[Task goal] Keeping every line intact, print the records that follow.

Segment Start: Data

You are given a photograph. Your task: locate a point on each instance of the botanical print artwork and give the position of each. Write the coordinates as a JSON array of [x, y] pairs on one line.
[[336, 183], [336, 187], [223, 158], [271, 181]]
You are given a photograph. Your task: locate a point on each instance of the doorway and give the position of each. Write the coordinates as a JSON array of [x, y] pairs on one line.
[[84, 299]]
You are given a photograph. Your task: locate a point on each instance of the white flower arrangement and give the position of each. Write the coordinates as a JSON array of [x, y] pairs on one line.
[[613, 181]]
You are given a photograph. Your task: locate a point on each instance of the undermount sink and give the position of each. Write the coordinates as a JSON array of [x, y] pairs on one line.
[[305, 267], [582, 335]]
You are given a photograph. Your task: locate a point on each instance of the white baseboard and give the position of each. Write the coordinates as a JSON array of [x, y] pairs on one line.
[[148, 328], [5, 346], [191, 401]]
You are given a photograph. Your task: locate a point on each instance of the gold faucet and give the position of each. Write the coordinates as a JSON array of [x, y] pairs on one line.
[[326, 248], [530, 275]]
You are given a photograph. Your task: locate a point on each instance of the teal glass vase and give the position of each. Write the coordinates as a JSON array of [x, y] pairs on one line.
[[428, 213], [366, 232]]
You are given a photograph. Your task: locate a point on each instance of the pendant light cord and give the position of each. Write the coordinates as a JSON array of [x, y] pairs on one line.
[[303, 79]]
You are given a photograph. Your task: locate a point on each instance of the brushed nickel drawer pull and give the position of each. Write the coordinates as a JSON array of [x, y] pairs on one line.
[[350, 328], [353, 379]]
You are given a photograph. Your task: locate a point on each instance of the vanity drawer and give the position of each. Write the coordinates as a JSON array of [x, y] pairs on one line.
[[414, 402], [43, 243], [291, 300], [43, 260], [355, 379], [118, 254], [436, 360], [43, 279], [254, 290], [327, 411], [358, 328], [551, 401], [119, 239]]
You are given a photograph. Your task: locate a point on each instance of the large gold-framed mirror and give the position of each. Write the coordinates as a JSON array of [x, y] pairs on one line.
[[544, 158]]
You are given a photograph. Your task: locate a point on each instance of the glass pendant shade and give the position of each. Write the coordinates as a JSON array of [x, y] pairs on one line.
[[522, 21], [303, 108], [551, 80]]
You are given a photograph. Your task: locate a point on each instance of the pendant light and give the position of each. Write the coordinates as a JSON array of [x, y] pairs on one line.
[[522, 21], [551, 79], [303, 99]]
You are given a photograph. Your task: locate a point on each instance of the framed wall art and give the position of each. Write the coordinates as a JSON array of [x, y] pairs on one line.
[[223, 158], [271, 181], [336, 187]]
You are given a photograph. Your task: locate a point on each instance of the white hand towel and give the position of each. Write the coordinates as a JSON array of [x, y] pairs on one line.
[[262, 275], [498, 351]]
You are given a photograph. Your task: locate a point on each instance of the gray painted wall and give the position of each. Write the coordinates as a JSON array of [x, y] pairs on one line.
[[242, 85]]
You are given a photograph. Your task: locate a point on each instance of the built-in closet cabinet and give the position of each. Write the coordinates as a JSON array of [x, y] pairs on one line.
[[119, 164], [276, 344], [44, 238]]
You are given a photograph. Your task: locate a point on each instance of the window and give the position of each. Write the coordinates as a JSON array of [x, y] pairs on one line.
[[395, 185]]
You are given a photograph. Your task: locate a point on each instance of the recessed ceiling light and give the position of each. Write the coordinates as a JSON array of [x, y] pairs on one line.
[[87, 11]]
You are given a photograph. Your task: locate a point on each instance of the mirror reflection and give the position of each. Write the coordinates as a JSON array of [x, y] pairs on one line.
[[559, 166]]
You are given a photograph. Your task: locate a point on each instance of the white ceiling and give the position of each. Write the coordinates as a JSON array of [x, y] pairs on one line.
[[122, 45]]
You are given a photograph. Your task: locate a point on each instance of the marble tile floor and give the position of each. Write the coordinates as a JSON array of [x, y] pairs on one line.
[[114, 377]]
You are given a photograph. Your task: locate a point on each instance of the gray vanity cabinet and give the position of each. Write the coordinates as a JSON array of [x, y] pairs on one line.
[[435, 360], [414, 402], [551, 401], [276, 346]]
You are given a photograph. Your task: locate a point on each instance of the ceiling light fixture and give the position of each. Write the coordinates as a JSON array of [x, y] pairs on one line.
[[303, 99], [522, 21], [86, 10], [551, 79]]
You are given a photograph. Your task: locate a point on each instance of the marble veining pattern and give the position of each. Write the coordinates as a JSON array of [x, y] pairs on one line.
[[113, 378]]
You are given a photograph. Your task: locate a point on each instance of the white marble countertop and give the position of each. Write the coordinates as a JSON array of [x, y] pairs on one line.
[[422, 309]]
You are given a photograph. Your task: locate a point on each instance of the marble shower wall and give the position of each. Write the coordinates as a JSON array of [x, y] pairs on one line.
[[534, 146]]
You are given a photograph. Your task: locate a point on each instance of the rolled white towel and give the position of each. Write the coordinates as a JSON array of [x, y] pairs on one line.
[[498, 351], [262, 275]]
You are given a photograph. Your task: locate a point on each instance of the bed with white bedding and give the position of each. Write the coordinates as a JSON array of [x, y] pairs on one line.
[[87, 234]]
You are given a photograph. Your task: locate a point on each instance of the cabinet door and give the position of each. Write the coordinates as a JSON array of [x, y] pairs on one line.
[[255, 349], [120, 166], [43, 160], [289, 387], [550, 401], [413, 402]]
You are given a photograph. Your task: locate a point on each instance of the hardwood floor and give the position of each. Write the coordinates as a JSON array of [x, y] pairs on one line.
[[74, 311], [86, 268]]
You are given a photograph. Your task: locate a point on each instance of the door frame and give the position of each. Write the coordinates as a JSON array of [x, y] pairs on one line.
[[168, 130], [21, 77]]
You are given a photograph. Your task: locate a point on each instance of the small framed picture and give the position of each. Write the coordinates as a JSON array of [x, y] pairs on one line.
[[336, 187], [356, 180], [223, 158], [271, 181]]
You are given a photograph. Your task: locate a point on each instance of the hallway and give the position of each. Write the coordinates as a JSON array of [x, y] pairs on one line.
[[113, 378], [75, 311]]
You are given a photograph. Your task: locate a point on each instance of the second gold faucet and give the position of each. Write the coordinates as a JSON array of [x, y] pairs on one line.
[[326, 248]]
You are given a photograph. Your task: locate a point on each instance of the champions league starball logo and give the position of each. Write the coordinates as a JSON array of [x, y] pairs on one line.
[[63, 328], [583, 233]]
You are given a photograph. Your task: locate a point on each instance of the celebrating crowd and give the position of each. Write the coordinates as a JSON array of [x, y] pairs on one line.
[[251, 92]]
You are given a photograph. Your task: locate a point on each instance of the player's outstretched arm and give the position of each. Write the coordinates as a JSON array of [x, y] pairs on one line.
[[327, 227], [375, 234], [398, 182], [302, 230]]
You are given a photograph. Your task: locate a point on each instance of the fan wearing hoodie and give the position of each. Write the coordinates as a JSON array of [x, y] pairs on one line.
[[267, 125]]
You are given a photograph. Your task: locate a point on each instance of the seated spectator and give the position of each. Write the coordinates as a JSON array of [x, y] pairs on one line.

Segment End: Data

[Exercise response]
You are given a photograph. Your task: locate a point on each instance of the botanical print artwork and give the position of each. Write the coordinates as a JSON array of [x, y] pairs on one line.
[[336, 183], [336, 187], [223, 158], [271, 181]]
You are given a photograph. Your task: locate a point on each instance of the doorway and give the position of each. Write the coordinates as a JSON array of [x, y] pairs on one line.
[[84, 299]]
You are given a photograph. Your task: locate a point on each instance of the white flower arrangement and give the position of each. Write the coordinates as a JSON array of [x, y] pairs on one line.
[[613, 181]]
You are given a photograph. Your task: locate a point on each instance of the undermount sink and give the position of each. Write the coordinates as a JSON array of [x, y] pairs on one line.
[[305, 267], [582, 335]]
You are given a photograph. Your task: locate a point on each instance of the white baseboard and give the position of each. Write the coordinates as a JSON array of [x, y] pairs on one line.
[[148, 328], [5, 346], [191, 401]]
You are given a photograph. Your task: locate a point on each instance of the gold faucet and give the position of each. Write the coordinates as a JSON array of [x, y] pairs on one line.
[[326, 248], [530, 275]]
You are given a photograph. Your task: locate a point on each instance of the teal glass vase and give the position of each. Write the coordinates as a JSON array of [x, y] pairs on one line.
[[428, 213], [366, 232]]
You are given a photograph. Your task: locate a point on each instance of the pendant light cord and give the position of each. Write the coordinates as a JSON array of [x, y] pairs on one line.
[[303, 79]]
You are given a photograph. Your task: locate a point on each instance of the brushed nickel drawer pull and give the position of each. Write the coordinates as a JSON array of [x, y] pairs on one line.
[[350, 328], [353, 379]]
You are given a photograph. Your task: locate a point on each instance of the vanity drawer and give the position of each. Write the coordinates as a JSON array of [x, y] pairs on one line.
[[414, 402], [43, 243], [291, 300], [43, 260], [355, 379], [118, 254], [436, 360], [43, 279], [254, 290], [327, 411], [358, 328], [551, 401], [119, 239]]
You are given a photograph. Your task: locate a point on each instance of the large gold-framed mirror and give the position of each. Write the coordinates as a JSON array of [x, y] pairs on one line.
[[544, 158]]
You are given a photograph. Your task: locate a point on each instance of the glass pendant shade and give the position of each. Write the coordinates as a JSON array of [x, y] pairs on one line.
[[522, 21], [303, 108], [551, 80]]
You are given a photograph. Your task: locate a point on each instance of the pendant light and give the position of each. Write the coordinates as a JSON array of [x, y] pairs on one line.
[[522, 21], [551, 79], [303, 99]]
You are given a photograph. Your task: locate a point on each instance of the framed wall art and give the position of each. Write the coordinates as a JSON array of [x, y] pairs on one line.
[[223, 158], [271, 181], [336, 187]]
You are given a photograph. Your task: locate a point on each instance of the white hand towel and give the position of each. Write the coordinates as a JSON array of [x, y] pairs on one line.
[[262, 275], [498, 351]]
You are given a photograph. Your task: locate a point on each instance of the gray painted wall and give the position of each. Write the coordinates as a JSON array of [x, y] pairs on one line.
[[242, 85]]
You are given a photograph. Your task: locate a point on each instance of the built-in closet cabinet and give the position of each. Write the coordinates as a JSON array of [x, y] pairs on one line.
[[119, 164], [276, 344], [44, 238]]
You are given a photograph. Your task: locate a point on each instance of the window and give the position of each. Write the coordinates as a JSON array of [x, y] pairs on one line.
[[395, 185]]
You are given a photograph. Your task: locate a point on each instance of the recessed ceiling light and give the position of each. Write the coordinates as a JSON array of [x, y] pairs on one line.
[[87, 11]]
You are given a photograph. Your task: locate a point on each instance of the mirror reflection and give the position of each. Write the coordinates as a JSON array of [x, y] pairs on one line.
[[559, 166]]
You are given a photograph. Your task: locate a point on each instance of the white ceiling and give the position of each. Write the coordinates as a JSON array of [x, y] pairs on one line.
[[122, 45]]
You are given a photograph. Your task: locate a point on each instance of the marble tile floor and give the position of each. Write the coordinates as a JSON array of [x, y] pairs on one line.
[[114, 377]]
You are given a photograph. Your task: locate a point on each instance of the gray vanity cabinet and give the position of each. Write the coordinates as a JSON array of [x, y] pairs on one line.
[[435, 360], [414, 402], [551, 401], [276, 346]]
You are given a photograph. Your task: locate a point on each instance of the ceiling light fixture and give the position of each. Write the coordinates as a JSON array of [x, y] pairs on one line.
[[303, 99], [522, 21], [86, 10], [551, 79]]
You are given a photograph. Your task: locate a point on each instance of the marble veining pattern and give the position of each. Write the coordinates as a JSON array of [x, y] pairs on one line.
[[113, 378]]
You are given a photograph. Your task: locate a point on each instance of the white marble countertop and give the position of each. Write the coordinates as a JSON array of [x, y] pairs on one line.
[[422, 309]]
You are given a photograph. Your task: locate a point on each instance of the marble shower wall and give the position of each. Write the coordinates as a JSON array of [x, y] pairs on one line.
[[534, 146]]
You are given a photograph. Your task: locate a point on each instance of the rolled white towel and give the position of each. Write the coordinates as a JSON array of [x, y] pairs on one line.
[[498, 351], [262, 275]]
You are given a photograph. Your task: locate a point on each instance of the bed with white bedding and give the position of each. Write the coordinates as a JSON array of [x, y] pairs on one line.
[[87, 234]]
You are given a photograph. Your task: locate a point on each instance of the cabinet door and give the position of each. Write the coordinates as a JSON array of [x, y] pairs on one line.
[[255, 349], [120, 166], [43, 160], [289, 387], [550, 401], [413, 402]]
You are given a photograph. Your task: locate a point on each instance of the hardwood floor and give the position of each. Write the coordinates as a JSON array of [x, y] pairs on one line.
[[74, 311], [86, 268]]
You are given a photograph. Your task: locate a point on each instance of the door frame and give the position of each. Write the coordinates as a JSON array of [x, y] pairs on one line.
[[168, 130], [21, 77]]
You are given a photograph. Your task: locate a point on each instance of the small framed picture and give the position of each. Write the coordinates as a JSON array of [x, y] pairs on one line.
[[336, 187], [356, 180], [223, 158], [271, 181]]
You are given a photograph. Your task: locate a point on each instance of the hallway and give the position of each. Write the coordinates as a JSON array of [x, y] pairs on one line.
[[113, 378], [75, 311]]
You are given a photograph. Your task: locate a point on each instance of the second gold faucet and give the position of each. Write the coordinates as a JSON array of [x, y] pairs on one line.
[[326, 248]]
You are given a photograph. Your task: locate a point on each instance of the champions league starball logo and give the position of each. Write the coordinates as a JSON array of [x, y] pairs on one line.
[[63, 328], [583, 233]]
You are given a photograph. Your task: locate a point on each instance of the celebrating crowd and give the position of each. Write the coordinates as a JSON array of [x, y] pairs on one line.
[[251, 92]]
You are given a photograph. Your task: locate a point on each instance of the player's outstretched arm and give the position of each. Write the coordinates as a JSON array of [x, y] pairs on one line.
[[327, 227], [375, 234], [398, 182], [302, 230]]
You are given a photograph. Your task: locate a point on each instance of the fan wearing hoodie and give the position of each. Write the coordinates as a JSON array of [x, y] pairs on one line.
[[267, 125]]
You are given a photograph. Your task: locate a point on each instance of the seated spectator and give the position of each. Write the coordinates as a JSON array of [x, y] pairs on one line.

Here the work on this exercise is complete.